**Aim of the exercise:** Take the line that contains "circle on white" and all lines after it, up to and including the last line of the data, and write them out exactly; nothing else belongs in the answer.

**Entries provided:**
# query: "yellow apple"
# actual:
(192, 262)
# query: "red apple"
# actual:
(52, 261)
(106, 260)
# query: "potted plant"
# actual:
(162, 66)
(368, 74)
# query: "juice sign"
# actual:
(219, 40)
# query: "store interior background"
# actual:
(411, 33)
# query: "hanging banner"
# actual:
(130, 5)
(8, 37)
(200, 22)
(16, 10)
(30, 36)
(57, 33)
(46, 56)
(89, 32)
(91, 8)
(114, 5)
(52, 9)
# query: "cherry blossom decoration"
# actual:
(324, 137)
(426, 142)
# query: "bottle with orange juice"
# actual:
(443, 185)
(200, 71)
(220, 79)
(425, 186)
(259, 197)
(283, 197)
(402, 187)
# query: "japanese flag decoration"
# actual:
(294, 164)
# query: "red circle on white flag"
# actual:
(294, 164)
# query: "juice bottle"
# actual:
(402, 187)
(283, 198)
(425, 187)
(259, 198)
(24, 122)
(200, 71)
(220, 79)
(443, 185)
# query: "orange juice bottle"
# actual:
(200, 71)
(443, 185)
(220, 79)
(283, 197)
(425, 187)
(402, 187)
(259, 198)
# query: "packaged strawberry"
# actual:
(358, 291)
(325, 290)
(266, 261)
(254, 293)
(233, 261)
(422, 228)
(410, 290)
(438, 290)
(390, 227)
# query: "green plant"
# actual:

**Solution below:**
# query: "red circle on white flag"
# actual:
(294, 164)
# query: "juice bottle"
# actual:
(402, 187)
(283, 198)
(425, 187)
(259, 198)
(24, 122)
(200, 71)
(220, 79)
(443, 185)
# query: "orange juice bottle"
# actual:
(200, 71)
(443, 185)
(220, 79)
(283, 197)
(425, 187)
(402, 187)
(259, 198)
# query: "packaged strawberry"
# actual:
(358, 291)
(325, 290)
(266, 261)
(254, 293)
(233, 261)
(422, 228)
(410, 290)
(438, 290)
(390, 227)
# query: "green plant"
# actual:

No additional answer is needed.